Enunciado:
Diga se cada frase a seguir combina com o texto sobre o centenário do Professor Adroaldo, respondendo sim ou não e copiando entre aspas as palavras do texto que decidem.
1. O centenário de nascimento de Adroaldo Ribeiro Costa vai ser no dia 13 de abril.
2. Quem guarda as lembranças de Adroaldo é um grupo de ex-alunos com menos de 60 anos.
3. Acima de tudo, Adroaldo foi um advogado.

Texto apresentado:
_____

Prof. Adroaldo, 100 anos
Carlos Albán González - jornalista
“Adroaldo?
Quem foi Adroaldo?” A pergunta foi feita na Governadoria, em Salvador, a
um dos membros da comissão organizadora das comemorações pela passagem
do centenário
de nascimento de Adroaldo Ribeiro Costa (Foto arquivo do jornal A Tarde), que ocorrerá no dia 13 de
abril. Como outros vultos importantes da Bahia, o Professor Adroaldo,
como era chamado, pertence a um passado, que, infelizmente, não é
preservado. As lembranças e a obra daquele que foi um
dos grandes educadores brasileiros vêm sendo mantidas por um grupo de
“jovens”, todos com mais de 60 anos, seus ex-alunos na Hora da Criança.
Jornalista,
advogado, teatrólogo, professor, escritor e compositor, Adroaldo foi,
mais do que tudo, um educador, que deveria ter um lugar reservado junto a
Darcy
Ribeiro (1922-1997), Anísio Teixeira (1900-1971), Florestan Fernandes
(1920-1995), Paulo Freire (1921-1997), Maria Nilde Mascellani
(1931-1999), Cristovam Buarque, Miguel Arroyo e Jaqueline Moll.

_____

Material fornecido:
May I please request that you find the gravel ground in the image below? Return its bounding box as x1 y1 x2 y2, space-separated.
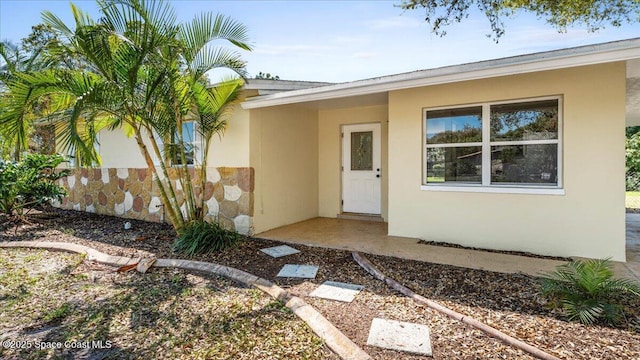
0 211 640 359
0 249 338 360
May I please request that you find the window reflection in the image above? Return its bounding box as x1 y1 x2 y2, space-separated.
491 144 558 185
426 106 482 144
491 100 558 141
427 146 482 183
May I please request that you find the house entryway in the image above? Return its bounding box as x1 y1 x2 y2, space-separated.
255 218 564 276
342 123 382 215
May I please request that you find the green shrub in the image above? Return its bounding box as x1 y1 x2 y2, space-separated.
542 259 640 325
0 154 69 217
173 220 240 256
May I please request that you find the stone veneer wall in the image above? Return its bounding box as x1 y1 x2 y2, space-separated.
55 167 254 235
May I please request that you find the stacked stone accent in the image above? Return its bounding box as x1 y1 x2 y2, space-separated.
55 167 254 235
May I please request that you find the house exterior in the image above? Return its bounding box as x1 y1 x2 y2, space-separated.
55 38 640 261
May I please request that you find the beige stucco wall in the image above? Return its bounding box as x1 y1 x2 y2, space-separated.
207 105 249 167
81 105 254 168
318 105 388 219
98 129 147 168
388 63 625 261
250 105 318 233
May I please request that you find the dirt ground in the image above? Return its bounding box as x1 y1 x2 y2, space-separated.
0 211 640 359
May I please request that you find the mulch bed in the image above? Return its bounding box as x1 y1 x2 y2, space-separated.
0 210 640 359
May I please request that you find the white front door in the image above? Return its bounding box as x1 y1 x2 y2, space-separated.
342 124 382 214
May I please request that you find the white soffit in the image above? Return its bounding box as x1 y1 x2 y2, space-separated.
242 38 640 109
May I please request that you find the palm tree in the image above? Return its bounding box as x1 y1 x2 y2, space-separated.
0 0 250 229
0 41 52 161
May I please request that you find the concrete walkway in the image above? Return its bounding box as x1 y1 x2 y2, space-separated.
616 214 640 281
256 218 564 275
256 214 640 279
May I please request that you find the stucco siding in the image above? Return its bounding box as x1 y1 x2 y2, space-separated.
318 105 388 219
388 63 625 261
207 105 249 167
250 106 318 233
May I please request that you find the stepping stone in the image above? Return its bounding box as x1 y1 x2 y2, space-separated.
260 245 300 257
276 264 318 279
309 281 364 302
367 318 432 356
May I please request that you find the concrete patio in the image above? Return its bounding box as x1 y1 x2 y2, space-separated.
256 214 640 280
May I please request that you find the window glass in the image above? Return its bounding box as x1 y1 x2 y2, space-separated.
491 100 558 141
426 106 482 144
491 144 558 185
351 131 373 170
426 146 482 183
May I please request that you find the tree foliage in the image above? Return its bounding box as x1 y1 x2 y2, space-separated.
400 0 640 41
542 259 640 325
0 154 68 217
0 0 250 230
625 127 640 191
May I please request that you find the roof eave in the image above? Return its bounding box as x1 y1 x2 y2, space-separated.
242 38 640 109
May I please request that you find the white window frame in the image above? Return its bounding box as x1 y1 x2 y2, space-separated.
420 95 565 195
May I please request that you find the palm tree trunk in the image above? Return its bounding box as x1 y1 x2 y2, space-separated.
134 126 184 230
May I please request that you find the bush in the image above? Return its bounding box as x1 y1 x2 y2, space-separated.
173 220 240 256
542 259 640 325
0 154 69 217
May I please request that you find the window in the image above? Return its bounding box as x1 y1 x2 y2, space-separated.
154 121 202 165
66 133 100 168
423 97 561 188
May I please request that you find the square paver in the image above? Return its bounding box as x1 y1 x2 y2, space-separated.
367 318 432 356
309 281 364 302
276 264 318 279
260 245 300 257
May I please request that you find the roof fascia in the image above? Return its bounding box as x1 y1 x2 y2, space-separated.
242 38 640 109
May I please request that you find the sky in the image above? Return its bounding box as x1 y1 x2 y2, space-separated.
0 0 640 82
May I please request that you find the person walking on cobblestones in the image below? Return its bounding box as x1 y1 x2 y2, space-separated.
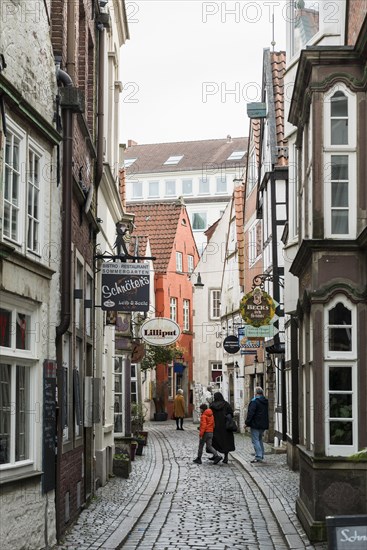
245 386 269 463
173 389 185 430
210 392 235 464
193 403 222 464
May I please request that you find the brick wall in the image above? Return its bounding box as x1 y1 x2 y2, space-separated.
58 446 84 530
347 0 367 46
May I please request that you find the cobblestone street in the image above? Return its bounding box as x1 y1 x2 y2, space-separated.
58 420 326 550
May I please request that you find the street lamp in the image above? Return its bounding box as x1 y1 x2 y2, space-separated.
190 273 204 288
234 361 245 379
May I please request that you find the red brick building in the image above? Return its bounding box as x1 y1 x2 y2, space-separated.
127 201 199 417
51 0 104 538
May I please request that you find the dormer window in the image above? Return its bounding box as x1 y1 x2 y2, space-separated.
163 155 183 164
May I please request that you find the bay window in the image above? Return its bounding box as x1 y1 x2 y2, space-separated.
325 296 358 456
324 83 357 239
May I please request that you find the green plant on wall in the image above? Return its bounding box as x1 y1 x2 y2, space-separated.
140 344 186 371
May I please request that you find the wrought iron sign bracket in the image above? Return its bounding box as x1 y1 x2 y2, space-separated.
252 273 284 290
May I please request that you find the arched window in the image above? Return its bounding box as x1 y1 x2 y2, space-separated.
330 91 348 145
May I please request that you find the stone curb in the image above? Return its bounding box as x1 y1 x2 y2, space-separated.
99 432 163 550
231 451 305 550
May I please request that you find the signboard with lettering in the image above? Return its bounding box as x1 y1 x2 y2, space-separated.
223 336 240 353
101 262 150 311
240 286 277 327
326 515 367 550
141 317 181 346
238 325 279 338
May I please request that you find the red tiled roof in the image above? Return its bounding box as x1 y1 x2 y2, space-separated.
270 51 288 166
128 201 194 273
125 136 247 176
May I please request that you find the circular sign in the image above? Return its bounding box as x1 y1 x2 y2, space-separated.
141 317 181 346
223 336 240 353
240 286 276 327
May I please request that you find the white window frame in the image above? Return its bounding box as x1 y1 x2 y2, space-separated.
2 122 27 247
182 299 190 331
181 178 193 197
148 180 159 199
25 138 45 256
324 82 357 239
169 298 177 323
0 117 46 260
131 180 143 199
324 361 358 456
187 254 194 273
164 179 176 197
198 176 210 195
324 294 358 456
209 288 221 319
0 294 38 479
215 176 228 195
324 82 357 152
176 252 183 273
113 355 127 435
191 212 208 231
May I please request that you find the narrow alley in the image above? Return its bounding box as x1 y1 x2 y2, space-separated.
57 419 326 550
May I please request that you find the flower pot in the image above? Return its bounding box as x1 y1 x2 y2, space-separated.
130 441 138 460
112 458 131 479
136 438 144 456
138 432 148 446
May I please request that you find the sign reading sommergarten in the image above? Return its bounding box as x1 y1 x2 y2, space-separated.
102 262 150 311
240 286 276 327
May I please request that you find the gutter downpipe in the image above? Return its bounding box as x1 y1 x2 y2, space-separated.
55 64 73 541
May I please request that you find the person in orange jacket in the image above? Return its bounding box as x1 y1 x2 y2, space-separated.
193 403 222 464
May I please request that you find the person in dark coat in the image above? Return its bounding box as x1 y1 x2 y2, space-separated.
210 392 235 464
245 386 269 462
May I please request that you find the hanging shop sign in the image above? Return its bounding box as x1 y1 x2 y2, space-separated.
131 341 145 363
238 325 279 338
141 317 181 346
240 286 277 327
223 336 240 353
101 262 150 311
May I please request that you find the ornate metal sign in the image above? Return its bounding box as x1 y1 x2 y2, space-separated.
240 286 276 327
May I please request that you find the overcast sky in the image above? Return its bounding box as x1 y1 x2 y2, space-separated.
120 0 285 144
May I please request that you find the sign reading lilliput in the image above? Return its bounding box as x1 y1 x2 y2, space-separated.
141 317 181 346
101 262 150 311
240 286 276 327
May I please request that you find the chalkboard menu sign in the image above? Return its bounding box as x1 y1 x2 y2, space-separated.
42 359 56 493
326 515 367 550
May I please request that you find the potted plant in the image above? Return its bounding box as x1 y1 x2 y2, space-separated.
112 451 131 479
140 344 186 420
136 436 145 456
130 439 138 461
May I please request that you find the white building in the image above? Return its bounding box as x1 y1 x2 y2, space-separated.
95 2 133 485
125 136 247 254
0 2 61 550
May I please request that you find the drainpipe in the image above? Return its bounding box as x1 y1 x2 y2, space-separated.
55 61 73 540
95 23 105 191
56 61 73 348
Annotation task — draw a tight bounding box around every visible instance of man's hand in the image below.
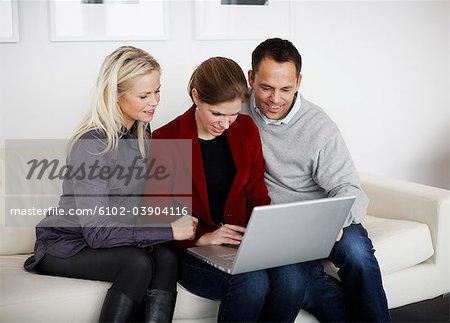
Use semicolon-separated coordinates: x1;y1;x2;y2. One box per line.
336;229;344;242
170;215;198;240
197;224;245;246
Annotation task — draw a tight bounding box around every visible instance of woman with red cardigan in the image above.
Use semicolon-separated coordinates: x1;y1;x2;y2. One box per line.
150;57;307;322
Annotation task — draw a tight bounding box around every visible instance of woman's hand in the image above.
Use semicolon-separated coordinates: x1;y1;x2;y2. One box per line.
170;215;198;240
197;224;245;246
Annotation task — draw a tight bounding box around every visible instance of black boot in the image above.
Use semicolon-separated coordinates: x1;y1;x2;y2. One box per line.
98;288;137;323
145;289;177;323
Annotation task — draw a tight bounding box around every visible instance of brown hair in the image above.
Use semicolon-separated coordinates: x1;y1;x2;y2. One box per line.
188;57;248;104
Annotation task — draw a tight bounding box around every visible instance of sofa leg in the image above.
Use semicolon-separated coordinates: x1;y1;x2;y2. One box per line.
145;289;177;323
98;288;137;323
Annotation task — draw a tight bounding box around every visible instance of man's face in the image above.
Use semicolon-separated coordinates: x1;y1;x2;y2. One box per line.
248;57;302;120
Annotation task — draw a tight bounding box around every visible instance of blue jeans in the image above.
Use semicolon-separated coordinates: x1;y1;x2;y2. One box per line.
303;224;391;322
178;255;314;322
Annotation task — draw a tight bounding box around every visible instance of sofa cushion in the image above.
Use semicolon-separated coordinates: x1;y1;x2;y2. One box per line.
0;255;219;322
364;216;434;275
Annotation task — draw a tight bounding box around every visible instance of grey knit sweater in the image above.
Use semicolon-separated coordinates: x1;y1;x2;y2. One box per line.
242;93;369;226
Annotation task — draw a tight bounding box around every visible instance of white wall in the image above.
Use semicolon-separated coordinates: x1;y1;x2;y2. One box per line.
0;1;450;188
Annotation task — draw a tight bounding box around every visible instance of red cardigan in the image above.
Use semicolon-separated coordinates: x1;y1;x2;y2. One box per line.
152;107;270;248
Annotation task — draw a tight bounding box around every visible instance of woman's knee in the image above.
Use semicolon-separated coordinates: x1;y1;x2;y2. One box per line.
152;244;178;270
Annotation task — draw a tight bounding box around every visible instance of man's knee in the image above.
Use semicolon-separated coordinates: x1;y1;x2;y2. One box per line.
228;270;269;303
332;224;374;267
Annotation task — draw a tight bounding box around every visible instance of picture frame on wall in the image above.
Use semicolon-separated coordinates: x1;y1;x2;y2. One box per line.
194;0;291;40
48;0;169;41
0;0;19;43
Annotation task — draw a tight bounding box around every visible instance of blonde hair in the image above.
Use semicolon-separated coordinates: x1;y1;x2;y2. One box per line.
188;57;248;104
68;46;161;157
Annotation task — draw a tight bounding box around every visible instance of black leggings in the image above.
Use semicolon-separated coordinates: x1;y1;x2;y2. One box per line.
37;243;178;304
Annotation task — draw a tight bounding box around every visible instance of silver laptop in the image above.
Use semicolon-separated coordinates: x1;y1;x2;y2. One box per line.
188;196;355;274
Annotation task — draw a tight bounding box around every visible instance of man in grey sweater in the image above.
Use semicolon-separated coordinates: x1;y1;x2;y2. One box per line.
242;38;390;322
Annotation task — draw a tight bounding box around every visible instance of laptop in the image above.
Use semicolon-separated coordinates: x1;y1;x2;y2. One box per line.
188;196;355;275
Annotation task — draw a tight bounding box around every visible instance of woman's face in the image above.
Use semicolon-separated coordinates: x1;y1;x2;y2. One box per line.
118;71;161;129
192;89;242;139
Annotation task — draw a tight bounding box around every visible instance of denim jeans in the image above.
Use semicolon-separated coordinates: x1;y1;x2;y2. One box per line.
179;255;314;322
304;224;391;322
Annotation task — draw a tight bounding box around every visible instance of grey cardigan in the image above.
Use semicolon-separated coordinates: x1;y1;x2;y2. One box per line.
24;128;173;270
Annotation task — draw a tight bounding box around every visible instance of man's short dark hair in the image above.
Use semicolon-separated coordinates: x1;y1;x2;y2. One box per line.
252;38;302;75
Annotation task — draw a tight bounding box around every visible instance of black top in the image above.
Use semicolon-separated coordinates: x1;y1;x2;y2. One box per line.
200;134;236;225
24;125;173;270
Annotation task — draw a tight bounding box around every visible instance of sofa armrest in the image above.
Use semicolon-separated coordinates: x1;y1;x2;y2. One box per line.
359;173;450;269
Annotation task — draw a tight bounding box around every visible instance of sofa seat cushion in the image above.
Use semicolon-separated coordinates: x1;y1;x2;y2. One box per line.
0;255;219;322
323;215;434;278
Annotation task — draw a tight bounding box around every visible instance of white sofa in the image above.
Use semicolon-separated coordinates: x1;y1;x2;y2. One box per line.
0;150;450;323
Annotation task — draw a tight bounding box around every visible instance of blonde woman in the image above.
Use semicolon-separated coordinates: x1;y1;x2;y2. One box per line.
24;46;197;322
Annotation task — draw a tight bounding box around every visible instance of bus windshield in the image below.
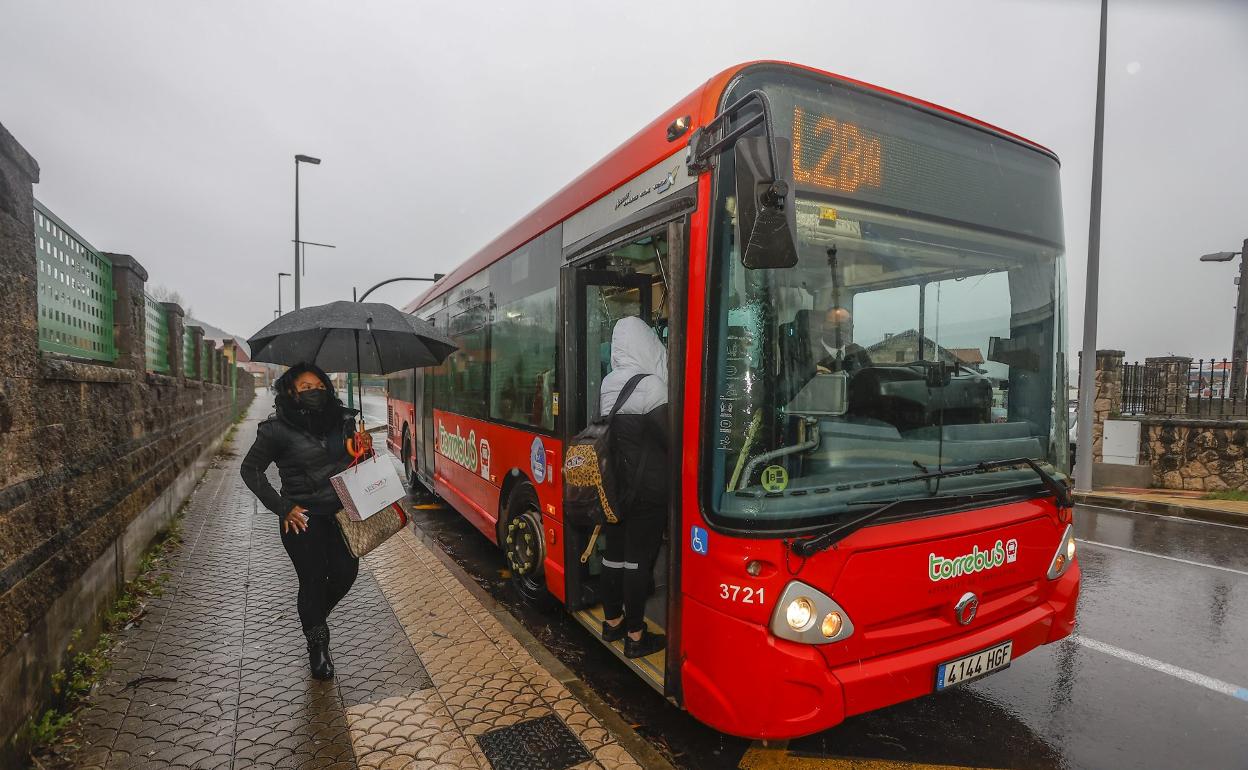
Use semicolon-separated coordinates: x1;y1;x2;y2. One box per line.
704;68;1067;529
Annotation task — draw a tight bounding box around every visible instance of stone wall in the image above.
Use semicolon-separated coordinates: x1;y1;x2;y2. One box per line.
1139;417;1248;492
0;117;253;766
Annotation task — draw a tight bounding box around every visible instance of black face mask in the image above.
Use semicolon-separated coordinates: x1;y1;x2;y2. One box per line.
295;388;329;412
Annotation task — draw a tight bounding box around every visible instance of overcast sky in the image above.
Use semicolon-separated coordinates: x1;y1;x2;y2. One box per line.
0;0;1248;358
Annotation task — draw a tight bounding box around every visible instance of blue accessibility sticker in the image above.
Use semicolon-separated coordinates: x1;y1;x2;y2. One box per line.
529;436;547;484
689;525;710;557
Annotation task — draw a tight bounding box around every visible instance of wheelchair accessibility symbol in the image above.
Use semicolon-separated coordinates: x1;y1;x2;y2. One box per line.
689;527;710;557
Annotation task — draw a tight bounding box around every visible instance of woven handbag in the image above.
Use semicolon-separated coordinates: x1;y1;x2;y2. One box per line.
333;503;407;559
333;423;407;559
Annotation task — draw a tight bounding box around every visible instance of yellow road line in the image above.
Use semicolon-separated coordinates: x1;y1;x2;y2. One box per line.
738;744;993;770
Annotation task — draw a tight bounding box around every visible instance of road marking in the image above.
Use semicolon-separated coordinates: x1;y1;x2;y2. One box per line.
1075;538;1248;578
738;743;988;770
1071;634;1248;701
1076;503;1248;529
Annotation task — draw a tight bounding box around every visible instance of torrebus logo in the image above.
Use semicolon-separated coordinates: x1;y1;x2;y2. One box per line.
438;419;479;473
927;540;1006;583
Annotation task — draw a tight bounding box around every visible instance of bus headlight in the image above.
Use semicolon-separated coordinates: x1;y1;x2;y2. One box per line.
771;580;854;644
784;597;815;634
1048;524;1076;580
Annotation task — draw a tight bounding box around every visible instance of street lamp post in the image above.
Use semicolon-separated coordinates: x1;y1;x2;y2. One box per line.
277;273;291;317
1075;0;1109;492
295;155;321;309
347;273;446;413
1201;238;1248;401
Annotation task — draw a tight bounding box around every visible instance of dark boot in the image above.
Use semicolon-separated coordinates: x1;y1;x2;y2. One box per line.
622;624;668;658
307;625;333;679
603;618;624;643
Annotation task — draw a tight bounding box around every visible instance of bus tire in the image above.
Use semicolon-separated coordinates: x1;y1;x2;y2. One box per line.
498;482;554;610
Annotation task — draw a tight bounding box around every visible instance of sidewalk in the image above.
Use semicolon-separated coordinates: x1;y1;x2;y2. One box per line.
65;398;641;770
1075;487;1248;527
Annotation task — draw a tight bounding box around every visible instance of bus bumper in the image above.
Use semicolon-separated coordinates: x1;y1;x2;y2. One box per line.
681;562;1080;740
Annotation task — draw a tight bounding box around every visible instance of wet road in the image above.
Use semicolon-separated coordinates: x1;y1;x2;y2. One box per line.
401;476;1248;769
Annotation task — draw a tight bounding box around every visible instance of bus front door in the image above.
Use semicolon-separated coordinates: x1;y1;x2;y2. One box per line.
560;231;669;693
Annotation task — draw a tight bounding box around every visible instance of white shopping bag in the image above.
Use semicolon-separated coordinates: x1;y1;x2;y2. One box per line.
329;456;403;522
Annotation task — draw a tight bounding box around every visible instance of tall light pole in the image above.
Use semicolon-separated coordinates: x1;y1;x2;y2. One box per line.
277;273;291;317
1201;238;1248;399
1075;0;1109;492
295;155;321;309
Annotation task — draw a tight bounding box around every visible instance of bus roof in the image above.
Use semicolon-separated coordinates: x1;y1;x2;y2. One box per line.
403;60;1056;313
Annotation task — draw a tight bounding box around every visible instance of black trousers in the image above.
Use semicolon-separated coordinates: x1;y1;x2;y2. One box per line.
278;514;359;640
602;508;668;631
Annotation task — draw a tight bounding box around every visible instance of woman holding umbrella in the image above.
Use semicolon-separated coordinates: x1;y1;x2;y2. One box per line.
242;297;456;679
242;363;372;679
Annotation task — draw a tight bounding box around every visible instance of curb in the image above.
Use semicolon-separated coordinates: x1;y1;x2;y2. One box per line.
409;522;675;770
1075;492;1248;527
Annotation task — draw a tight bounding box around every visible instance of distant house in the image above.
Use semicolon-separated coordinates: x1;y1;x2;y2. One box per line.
866;329;983;371
221;337;285;387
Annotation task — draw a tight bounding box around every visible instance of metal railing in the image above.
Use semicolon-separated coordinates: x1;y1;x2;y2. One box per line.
1119;358;1248;417
144;292;170;374
34;201;117;362
1187;358;1248;417
200;339;217;382
182;326;200;378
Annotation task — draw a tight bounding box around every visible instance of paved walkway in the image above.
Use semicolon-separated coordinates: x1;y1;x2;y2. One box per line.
1075;487;1248;527
69;399;640;770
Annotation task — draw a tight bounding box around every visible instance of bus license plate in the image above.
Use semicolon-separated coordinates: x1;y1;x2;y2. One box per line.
936;641;1013;691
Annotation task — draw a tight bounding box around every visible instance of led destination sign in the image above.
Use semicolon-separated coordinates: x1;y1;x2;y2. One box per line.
758;72;1062;245
792;107;884;192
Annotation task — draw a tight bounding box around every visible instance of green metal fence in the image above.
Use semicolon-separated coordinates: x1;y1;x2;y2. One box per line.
144;292;170;374
182;326;200;378
200;339;217;382
34;201;117;362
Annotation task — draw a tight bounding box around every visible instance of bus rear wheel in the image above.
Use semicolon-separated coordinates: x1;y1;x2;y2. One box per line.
499;483;554;609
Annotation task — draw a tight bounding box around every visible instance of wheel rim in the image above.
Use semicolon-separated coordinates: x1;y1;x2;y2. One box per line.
504;508;544;585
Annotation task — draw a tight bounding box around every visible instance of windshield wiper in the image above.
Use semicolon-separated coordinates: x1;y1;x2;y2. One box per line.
791;457;1073;559
791;498;922;559
897;457;1073;508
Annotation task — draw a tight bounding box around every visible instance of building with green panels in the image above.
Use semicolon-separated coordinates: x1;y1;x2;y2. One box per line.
34;201;117;362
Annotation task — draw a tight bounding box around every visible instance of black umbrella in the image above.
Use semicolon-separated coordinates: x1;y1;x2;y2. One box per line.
247;301;456;416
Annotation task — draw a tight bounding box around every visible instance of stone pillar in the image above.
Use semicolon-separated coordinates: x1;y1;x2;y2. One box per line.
1092;351;1126;463
104;252;147;374
187;326;203;379
1144;356;1192;416
161;302;186;377
0;125;44;499
0;124;39;384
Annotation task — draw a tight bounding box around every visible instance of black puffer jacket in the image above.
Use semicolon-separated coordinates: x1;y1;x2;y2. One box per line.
241;397;357;517
612;404;671;513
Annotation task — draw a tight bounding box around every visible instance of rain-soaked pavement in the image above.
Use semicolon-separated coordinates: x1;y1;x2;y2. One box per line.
417;496;1248;769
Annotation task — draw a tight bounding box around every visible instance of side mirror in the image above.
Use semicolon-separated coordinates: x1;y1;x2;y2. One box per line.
735;136;797;270
922;361;953;388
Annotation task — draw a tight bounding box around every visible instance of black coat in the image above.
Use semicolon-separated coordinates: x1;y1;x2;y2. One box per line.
240;398;357;517
612;404;671;515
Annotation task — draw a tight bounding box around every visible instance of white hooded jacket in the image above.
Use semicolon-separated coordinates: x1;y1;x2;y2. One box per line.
599;316;668;416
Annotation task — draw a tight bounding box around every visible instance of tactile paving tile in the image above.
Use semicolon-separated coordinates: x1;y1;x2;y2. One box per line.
477;715;594;770
58;396;639;770
64;401;434;769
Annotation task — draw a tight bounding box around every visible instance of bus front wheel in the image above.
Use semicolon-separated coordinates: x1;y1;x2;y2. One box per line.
499;483;554;609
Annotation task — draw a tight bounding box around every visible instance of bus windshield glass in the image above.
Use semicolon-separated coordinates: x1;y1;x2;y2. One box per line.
704;71;1068;530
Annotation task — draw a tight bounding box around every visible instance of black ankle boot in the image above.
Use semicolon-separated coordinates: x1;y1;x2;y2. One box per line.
307;625;333;679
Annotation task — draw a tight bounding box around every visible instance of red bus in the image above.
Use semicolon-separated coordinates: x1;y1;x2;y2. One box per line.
389;62;1080;739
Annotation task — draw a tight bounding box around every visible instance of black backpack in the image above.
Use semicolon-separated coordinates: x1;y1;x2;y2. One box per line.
563;374;649;564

_____

Solução do exercício:
1. Sim: "que ocorrerá no dia 13 de abril"
2. Não: "todos com mais de 60 anos"
3. Não: "mais do que tudo, um educador"